• **Work order 1**
In the faculty announcement, edit the passage that begins at the words "Phelps’ research has" and stops after "Advanced Postdoctoral Fellowship.". Reproduce it with "American Heart Association" replaced by "National Science Foundation".
• **Work order 2**
Decide whether each statement below agrees with the faculty announcement. Answer yes or no for each, and quote the words of the faculty announcement that decide it.
(a) Phelps earned his Ph.D. at the Georgia Institute of Technology in 2011.
(b) Phelps is joining the department as a full professor.
(c) The UF Diabetes Institute is directed by Dr. Andrés García.

• **Supplied text**
* * * *

The J. Crayton Pruitt Family Department of Biomedical Engineering would like to welcome Dr. Edward Phelps, who has recently accepted an assistant professor position!
Phelps will join the department starting January 1, 2017, focusing his expertise on biomaterials, regenerative medicine and immunoengineering.
Before coming to UF BME, Phelps was a postdoctoral fellow in the School of Life Sciences and the Institute of Bioengineering at the Swiss Federal Institute of Technology in Lausanne (EPFL), Switzerland. His postdoctoral advisors were Dr. Jeffrey Hubbell, professor, Merck Serono Chair in Drug Delivery, Laboratory for Regenerative Medicine; Dr. Melody Swartz, professor, Laboratory of Lymphatic and Cancer Bioengineering; and Steinunn Baekkeskov, visiting professor, Laboratory of Immunopathology and Cell Biology of Autoantigens.
He received his B.S. in biomedical engineering from the Georgia Institute of Technology in 2006, and Ph.D. in bioengineering from the Georgia Institute of Technology in 2011 under the guidance of Dr. Andrés García, the Neely Endowed Chair and Regents’ Professor in Mechanical Engineering. Phelps’ thesis work focused on engineered bioactive materials for therapeutic angiogenesis and pancreatic islet transplantation for which he received the 2011 Georgia Tech Bioengineering Program Best Ph.D. Thesis Award.
Phelps’ research has been supported by the American Heart Association, the Whitaker International Fellows and Scholars Program and most recently by a Juvenile Diabetes Research Foundation Advanced Postdoctoral Fellowship.
His research objectives are to develop materials-based strategies to:
- Engineer microenvironments to support the viability and function of beta cells
- Educate the immune system to counter autoimmunity
- Further basic knowledge of islet biology to inform the rational design of next generation therapies
Phelps will collaborate with the UF Diabetes Institute, an international leader in investigating the history, prediction and prevention of Type 1 diabetes. Under the direction of Dr. Mark A. Atkinson, the UF Diabetes Institute serves as the umbrella organization under which diabetes education, research and treatment are coordinated at UF and the academic Health Science Center.
We look forward to Edward joining and contributing to the successes at UF BME!

* * * *

• **Data**
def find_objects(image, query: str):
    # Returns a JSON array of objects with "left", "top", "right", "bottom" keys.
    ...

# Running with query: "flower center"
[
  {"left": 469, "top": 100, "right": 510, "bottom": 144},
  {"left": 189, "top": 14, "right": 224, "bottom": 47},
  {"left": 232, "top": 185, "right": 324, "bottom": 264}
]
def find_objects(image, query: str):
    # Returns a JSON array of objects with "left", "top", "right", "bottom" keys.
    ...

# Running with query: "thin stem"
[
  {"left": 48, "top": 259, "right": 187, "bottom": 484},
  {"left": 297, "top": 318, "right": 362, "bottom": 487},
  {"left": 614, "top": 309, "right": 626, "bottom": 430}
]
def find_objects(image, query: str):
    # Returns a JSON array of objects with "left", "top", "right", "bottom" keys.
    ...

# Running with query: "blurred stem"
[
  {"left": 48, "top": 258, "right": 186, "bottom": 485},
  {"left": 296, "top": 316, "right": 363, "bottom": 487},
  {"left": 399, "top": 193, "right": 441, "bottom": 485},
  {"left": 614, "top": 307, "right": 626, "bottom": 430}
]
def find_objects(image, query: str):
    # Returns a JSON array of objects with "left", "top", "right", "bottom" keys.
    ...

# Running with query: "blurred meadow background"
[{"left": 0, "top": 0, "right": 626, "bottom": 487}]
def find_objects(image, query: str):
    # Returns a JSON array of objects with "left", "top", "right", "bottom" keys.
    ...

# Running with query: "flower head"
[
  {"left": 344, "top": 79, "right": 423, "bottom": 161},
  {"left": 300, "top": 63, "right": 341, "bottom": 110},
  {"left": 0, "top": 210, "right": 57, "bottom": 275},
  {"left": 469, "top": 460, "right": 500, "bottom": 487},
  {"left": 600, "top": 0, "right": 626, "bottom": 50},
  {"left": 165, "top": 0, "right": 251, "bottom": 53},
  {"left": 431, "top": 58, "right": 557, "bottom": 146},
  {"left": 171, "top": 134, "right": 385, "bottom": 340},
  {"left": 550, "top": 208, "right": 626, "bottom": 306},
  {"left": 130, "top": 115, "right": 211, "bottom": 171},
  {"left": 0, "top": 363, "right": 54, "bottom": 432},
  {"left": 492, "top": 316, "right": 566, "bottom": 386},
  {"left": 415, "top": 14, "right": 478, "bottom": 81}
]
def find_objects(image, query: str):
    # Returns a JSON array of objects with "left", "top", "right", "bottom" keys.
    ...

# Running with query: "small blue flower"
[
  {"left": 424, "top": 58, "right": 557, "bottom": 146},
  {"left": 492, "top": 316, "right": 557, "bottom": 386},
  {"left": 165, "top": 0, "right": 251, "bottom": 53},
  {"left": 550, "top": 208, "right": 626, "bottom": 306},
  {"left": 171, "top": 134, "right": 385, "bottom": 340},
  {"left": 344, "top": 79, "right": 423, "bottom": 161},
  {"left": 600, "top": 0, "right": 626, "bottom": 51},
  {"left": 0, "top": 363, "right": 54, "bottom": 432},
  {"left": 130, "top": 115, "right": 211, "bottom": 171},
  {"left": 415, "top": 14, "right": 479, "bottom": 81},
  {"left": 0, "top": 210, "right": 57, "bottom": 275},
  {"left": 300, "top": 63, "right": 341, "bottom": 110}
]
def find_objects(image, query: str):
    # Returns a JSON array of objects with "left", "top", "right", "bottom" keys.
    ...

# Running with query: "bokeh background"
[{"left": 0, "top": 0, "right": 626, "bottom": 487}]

* * * *

• **Worked solution 1**
Phelps’ research has been supported by the National Science Foundation, the Whitaker International Fellows and Scholars Program and most recently by a Juvenile Diabetes Research Foundation Advanced Postdoctoral Fellowship.

• **Worked solution 2**
(a) Yes. The announcement says "Ph.D. in bioengineering from the Georgia Institute of Technology in 2011."
(b) No. The announcement says Phelps "has recently accepted an assistant professor position."
(c) No. The announcement says "Under the direction of Dr. Mark A. Atkinson, the UF Diabetes Institute serves as the umbrella organization."